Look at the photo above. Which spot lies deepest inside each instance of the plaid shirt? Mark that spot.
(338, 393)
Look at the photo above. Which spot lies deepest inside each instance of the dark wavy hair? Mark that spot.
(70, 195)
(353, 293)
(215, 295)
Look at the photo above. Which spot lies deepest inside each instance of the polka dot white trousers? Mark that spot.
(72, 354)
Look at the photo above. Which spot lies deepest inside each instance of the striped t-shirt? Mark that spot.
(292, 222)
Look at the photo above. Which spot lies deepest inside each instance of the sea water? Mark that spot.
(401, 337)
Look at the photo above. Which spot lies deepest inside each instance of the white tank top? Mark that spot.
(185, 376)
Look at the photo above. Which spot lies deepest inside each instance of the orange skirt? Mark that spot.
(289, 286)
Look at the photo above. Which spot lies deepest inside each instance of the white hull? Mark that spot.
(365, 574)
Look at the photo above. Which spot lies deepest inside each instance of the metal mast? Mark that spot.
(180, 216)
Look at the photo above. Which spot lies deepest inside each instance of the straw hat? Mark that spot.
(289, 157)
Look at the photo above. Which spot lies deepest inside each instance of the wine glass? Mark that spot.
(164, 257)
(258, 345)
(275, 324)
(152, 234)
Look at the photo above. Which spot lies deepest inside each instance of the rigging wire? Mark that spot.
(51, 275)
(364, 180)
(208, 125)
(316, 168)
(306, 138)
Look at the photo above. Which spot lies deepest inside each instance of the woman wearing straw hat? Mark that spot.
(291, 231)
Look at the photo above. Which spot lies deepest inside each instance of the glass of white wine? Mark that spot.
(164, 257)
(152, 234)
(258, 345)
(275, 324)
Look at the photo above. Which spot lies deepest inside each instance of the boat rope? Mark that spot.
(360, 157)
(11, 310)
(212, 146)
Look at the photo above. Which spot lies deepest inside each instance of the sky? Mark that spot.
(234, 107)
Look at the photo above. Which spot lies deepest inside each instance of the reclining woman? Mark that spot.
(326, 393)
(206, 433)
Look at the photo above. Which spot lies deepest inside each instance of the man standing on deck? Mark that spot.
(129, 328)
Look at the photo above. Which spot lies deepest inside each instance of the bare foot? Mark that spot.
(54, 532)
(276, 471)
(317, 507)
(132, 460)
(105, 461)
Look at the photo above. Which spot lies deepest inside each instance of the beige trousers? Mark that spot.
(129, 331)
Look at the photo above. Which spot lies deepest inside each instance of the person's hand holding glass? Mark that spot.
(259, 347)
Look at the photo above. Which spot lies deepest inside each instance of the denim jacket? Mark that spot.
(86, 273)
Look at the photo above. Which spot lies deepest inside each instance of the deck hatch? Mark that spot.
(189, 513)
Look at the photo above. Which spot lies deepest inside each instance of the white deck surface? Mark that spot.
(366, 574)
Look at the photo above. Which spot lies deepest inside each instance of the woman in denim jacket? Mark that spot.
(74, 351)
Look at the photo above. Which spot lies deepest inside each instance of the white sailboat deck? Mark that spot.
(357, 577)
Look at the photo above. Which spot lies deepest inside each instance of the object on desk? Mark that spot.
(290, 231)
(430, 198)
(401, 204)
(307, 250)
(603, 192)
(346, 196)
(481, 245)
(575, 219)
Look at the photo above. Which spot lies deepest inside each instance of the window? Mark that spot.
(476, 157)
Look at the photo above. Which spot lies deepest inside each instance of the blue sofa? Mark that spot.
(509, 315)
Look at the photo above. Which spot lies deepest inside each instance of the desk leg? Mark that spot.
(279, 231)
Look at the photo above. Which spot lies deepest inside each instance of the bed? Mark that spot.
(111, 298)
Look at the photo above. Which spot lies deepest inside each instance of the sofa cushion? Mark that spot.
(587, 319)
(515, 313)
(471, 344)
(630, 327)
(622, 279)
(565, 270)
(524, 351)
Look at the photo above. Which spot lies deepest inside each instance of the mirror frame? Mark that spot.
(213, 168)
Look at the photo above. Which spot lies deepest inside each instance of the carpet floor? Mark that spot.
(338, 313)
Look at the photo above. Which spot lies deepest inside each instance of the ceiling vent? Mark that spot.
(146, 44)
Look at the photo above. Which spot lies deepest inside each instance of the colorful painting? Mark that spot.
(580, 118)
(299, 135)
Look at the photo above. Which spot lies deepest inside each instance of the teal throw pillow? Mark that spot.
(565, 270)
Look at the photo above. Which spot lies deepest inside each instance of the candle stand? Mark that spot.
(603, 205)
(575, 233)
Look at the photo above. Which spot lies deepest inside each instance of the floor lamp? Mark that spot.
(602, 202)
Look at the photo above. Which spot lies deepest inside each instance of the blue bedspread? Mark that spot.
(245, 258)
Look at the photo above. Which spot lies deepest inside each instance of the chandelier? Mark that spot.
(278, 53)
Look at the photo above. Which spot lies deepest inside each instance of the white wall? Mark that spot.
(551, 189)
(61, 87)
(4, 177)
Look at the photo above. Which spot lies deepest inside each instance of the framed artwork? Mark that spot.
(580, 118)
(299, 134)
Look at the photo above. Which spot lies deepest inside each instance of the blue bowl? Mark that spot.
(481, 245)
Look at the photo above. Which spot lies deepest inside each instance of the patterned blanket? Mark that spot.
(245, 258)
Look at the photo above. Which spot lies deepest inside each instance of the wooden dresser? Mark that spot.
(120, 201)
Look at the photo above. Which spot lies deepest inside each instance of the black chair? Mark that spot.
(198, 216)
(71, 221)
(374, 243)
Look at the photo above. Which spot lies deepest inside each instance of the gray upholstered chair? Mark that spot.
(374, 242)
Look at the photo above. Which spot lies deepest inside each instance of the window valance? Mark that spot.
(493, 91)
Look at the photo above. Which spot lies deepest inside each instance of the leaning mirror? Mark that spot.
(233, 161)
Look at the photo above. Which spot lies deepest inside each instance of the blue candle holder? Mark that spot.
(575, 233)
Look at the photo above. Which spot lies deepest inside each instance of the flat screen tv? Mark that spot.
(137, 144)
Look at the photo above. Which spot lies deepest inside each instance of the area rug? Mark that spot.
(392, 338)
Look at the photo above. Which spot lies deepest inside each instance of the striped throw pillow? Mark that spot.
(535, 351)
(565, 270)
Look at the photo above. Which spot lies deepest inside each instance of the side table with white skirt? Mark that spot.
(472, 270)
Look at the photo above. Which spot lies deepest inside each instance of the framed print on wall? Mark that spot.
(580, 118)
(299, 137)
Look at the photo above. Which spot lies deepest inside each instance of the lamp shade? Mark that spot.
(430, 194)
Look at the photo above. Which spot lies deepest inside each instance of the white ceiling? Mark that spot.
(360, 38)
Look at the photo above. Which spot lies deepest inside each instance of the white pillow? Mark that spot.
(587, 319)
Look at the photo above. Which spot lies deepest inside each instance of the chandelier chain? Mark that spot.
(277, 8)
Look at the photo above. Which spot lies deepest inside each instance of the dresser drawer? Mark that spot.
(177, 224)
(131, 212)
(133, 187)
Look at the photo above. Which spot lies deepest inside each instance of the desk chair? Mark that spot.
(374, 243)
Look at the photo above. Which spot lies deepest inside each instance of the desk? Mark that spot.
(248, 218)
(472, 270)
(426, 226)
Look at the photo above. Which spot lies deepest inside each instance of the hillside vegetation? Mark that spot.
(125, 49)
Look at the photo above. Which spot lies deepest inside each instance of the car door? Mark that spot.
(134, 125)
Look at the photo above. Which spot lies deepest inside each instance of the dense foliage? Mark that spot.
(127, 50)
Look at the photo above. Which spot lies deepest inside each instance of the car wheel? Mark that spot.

###

_Job_.
Recast all the records above as a numbered list, leaving out any blank lines.

_Expected output_.
1. Look at the photo above. Which spot lies deepest inside each instance of the plaid shirt? Mark that spot.
2. (338, 393)
3. Look at the photo above. Which spot lies deepest inside each instance of the dark wavy hair? Mark that spot.
4. (70, 195)
5. (353, 293)
6. (215, 295)
7. Look at the photo above. Which spot lies deepest inside each instance of the polka dot white trousers? Mark that spot.
8. (72, 354)
9. Look at the photo above. Which spot lies deepest inside each instance of the striped t-shirt? Mark that spot.
10. (292, 222)
11. Look at the photo above. Which spot lies deepest inside each instance of the sea water? Mark that spot.
12. (401, 337)
13. Look at the photo above. Which spot lies deepest inside each instance of the white tank top? Mark that spot.
14. (185, 376)
15. Look at the photo above. Which spot lies deepest inside each instance of the orange skirt? Mark that spot.
16. (289, 286)
17. Look at the photo above. Which spot lies deepest inside each instance of the white hull? Mark that spot.
18. (365, 574)
19. Look at the photo above. Which spot lies deepest inside each instance of the metal mast? Mark that spot.
20. (180, 216)
21. Look at the photo above. Which spot lies deepest inside each instance of the straw hat? Mark that spot.
22. (289, 157)
23. Look at the photo above. Which spot lies deepest inside each instance of the wine glass? Mark that spot.
24. (164, 257)
25. (258, 345)
26. (275, 324)
27. (152, 234)
28. Look at the photo above. Which spot lies deepest inside each instance of the rigging wire? Mark that spot.
29. (51, 275)
30. (364, 180)
31. (208, 125)
32. (316, 168)
33. (306, 138)
34. Look at the photo above. Which spot lies deepest inside each instance of the woman wearing straw hat? Mark that spot.
35. (291, 231)
36. Look at the photo above. Which spot lies deepest inside each instance of the glass of white wine? Mark that spot.
37. (164, 257)
38. (152, 234)
39. (258, 345)
40. (275, 324)
41. Look at the photo above. Which spot lies deepest inside each instance of the boat rope? Mark that spot.
42. (360, 157)
43. (11, 310)
44. (212, 146)
45. Look at the photo above. Which spot lies deepest inside each instance of the sky? Mark that spot.
46. (234, 107)
47. Look at the photo above. Which spot lies deepest inside each instance of the reclining woman? Mark that spot.
48. (326, 393)
49. (206, 433)
50. Look at the photo above. Which spot lies deepest inside each instance of the man standing on deck? Mark that spot.
51. (129, 328)
52. Look at the photo above. Which spot lies deepest inside each instance of the bare foot? Mark that spot.
53. (54, 532)
54. (276, 471)
55. (317, 507)
56. (132, 460)
57. (105, 461)
58. Look at the photo above. Which spot lies deepest inside each instance of the beige trousers? Mark that spot.
59. (129, 331)
60. Look at the photo above. Which spot lies deepest inside each instance of the person's hand holding glass? Mark that spot.
61. (259, 347)
62. Look at the photo above. Which spot lies deepest inside each instance of the denim jacket? Mark that spot.
63. (86, 273)
64. Look at the photo above. Which spot lies deepest inside each instance of the deck hatch? Mark that spot.
65. (189, 513)
66. Look at the photo above. Which spot lies deepest inside each instance of the white deck surface? Mark that spot.
67. (366, 574)
68. Look at the photo above. Which spot lies deepest inside each instance of the woman in denim jacket? Mark that spot.
69. (74, 351)
70. Look at the photo above. Which spot lies deepest inside each instance of the white sailboat deck? Mark that spot.
71. (357, 577)
72. Look at the photo above. Which spot lies deepest inside each instance of the object on desk? Mark that spot.
73. (290, 231)
74. (430, 198)
75. (401, 204)
76. (307, 250)
77. (603, 192)
78. (346, 196)
79. (481, 245)
80. (575, 219)
81. Look at the photo above. Which spot lies deepest inside each instance of the window? Mark that spot.
82. (476, 157)
83. Look at the photo above. Which spot lies deepest inside each instance of the blue sofa? Mark that spot.
84. (509, 315)
85. Look at the photo above. Which spot lies deepest inside each instance of the desk leg? Mark that spot.
86. (279, 231)
87. Look at the photo above. Which spot lies deepest inside each instance of the bed? Mark that spot.
88. (111, 298)
89. Look at the photo above. Which spot lies deepest inside each instance of the sofa cushion? Mark that spot.
90. (587, 319)
91. (515, 313)
92. (471, 344)
93. (630, 327)
94. (622, 279)
95. (565, 270)
96. (524, 351)
97. Look at the photo above. Which spot lies deepest inside each instance of the mirror frame? Mark that spot.
98. (213, 168)
99. Look at the photo above. Which spot lies deepest inside each instance of the carpet floor? Mark that spot.
100. (338, 313)
101. Look at the photo above. Which spot lies deepest inside each instance of the ceiling vent? Mark that spot.
102. (146, 44)
103. Look at the photo above. Which spot lies deepest inside each instance of the colorful painting? Mark that spot.
104. (580, 118)
105. (299, 135)
106. Look at the photo above. Which spot lies deepest inside each instance of the teal throw pillow? Mark that spot.
107. (565, 270)
108. Look at the photo above. Which spot lies deepest inside each instance of the candle stand? Mark that spot.
109. (603, 205)
110. (575, 233)
111. Look at the photo above. Which spot lies deepest inside each instance of the floor lamp? Mark that spot.
112. (602, 202)
113. Look at the photo above. Which spot lies deepest inside each instance of the blue bedspread? Mark that spot.
114. (245, 258)
115. Look at the photo above. Which spot lies deepest inside each instance of the chandelier? Mark that spot.
116. (278, 53)
117. Look at the photo above. Which spot lies deepest inside each instance of the white wall? Mark that spot.
118. (551, 189)
119. (61, 87)
120. (4, 177)
121. Look at the photo above. Which spot lies deepest inside each instance of the framed artwork? Mark that spot.
122. (580, 118)
123. (299, 134)
124. Look at the photo above. Which spot lies deepest inside each instance of the blue bowl? Mark that spot.
125. (481, 245)
126. Look at the photo above. Which spot lies deepest inside each instance of the patterned blanket? Mark that spot.
127. (245, 258)
128. Look at the photo above. Which spot lies deepest inside each instance of the wooden dresser? Mark that spot.
129. (120, 201)
130. Look at the photo above. Which spot lies deepest inside each instance of the black chair? Mark that spot.
131. (198, 216)
132. (71, 221)
133. (374, 243)
134. Look at the photo above. Which spot lies deepest inside each instance of the gray upholstered chair? Mark that spot.
135. (374, 242)
136. Look at the photo above. Which spot lies deepest inside each instance of the window valance? Mark that spot.
137. (493, 91)
138. Look at the photo above. Which spot lies deepest inside each instance of the leaning mirror? Mark that spot.
139. (233, 161)
140. Look at the photo above. Which spot lies deepest inside each instance of the blue candle holder? Mark that spot.
141. (575, 233)
142. Look at the photo above. Which spot lies deepest inside each instance of the flat screen tv? Mark that spot.
143. (137, 144)
144. Look at the photo above. Which spot lies deepest inside each instance of the area rug? Mark that spot.
145. (392, 338)
146. Look at the photo above. Which spot lies deepest inside each instance of the striped throw pillow? Mark that spot.
147. (535, 351)
148. (565, 270)
149. Look at the photo above. Which spot lies deepest inside each instance of the side table with white skirt? Mark that spot.
150. (472, 270)
151. Look at the photo above. Which spot lies deepest inside each instance of the framed print on wall? Mark that spot.
152. (580, 118)
153. (299, 137)
154. Look at the photo above. Which spot lies deepest inside each instance of the lamp shade? Mark that spot.
155. (430, 194)
156. Look at the photo above. Which spot lies deepest inside each instance of the white ceiling? Mark that spot.
157. (360, 38)
158. Look at the photo above. Which spot lies deepest inside each instance of the white pillow? Mark that spot.
159. (587, 319)
160. Look at the photo above. Which spot lies deepest inside each instance of the chandelier chain? Mark that spot.
161. (277, 8)
162. Look at the photo above. Which spot lies deepest inside each instance of the dresser drawer? Mark that spot.
163. (177, 224)
164. (131, 212)
165. (133, 187)
166. Look at the photo above. Which spot lies deepest inside each instance of the desk chair? Mark that spot.
167. (374, 243)
168. Look at the photo above. Which spot lies deepest inside each instance of the desk? Mark that spot.
169. (248, 218)
170. (472, 270)
171. (426, 226)
172. Look at the photo above. Which spot lies deepest inside each instance of the hillside vegetation? Mark that spot.
173. (125, 49)
174. Look at the photo above. Which spot lies deepest inside each instance of the car door? Mark that spot.
175. (134, 125)
176. Look at the photo above. Which spot lies deepest inside each instance of the dense foliage? Mark that spot.
177. (127, 50)
178. Look at the photo above. Which spot lies deepest inside each instance of the car wheel? Mark that spot.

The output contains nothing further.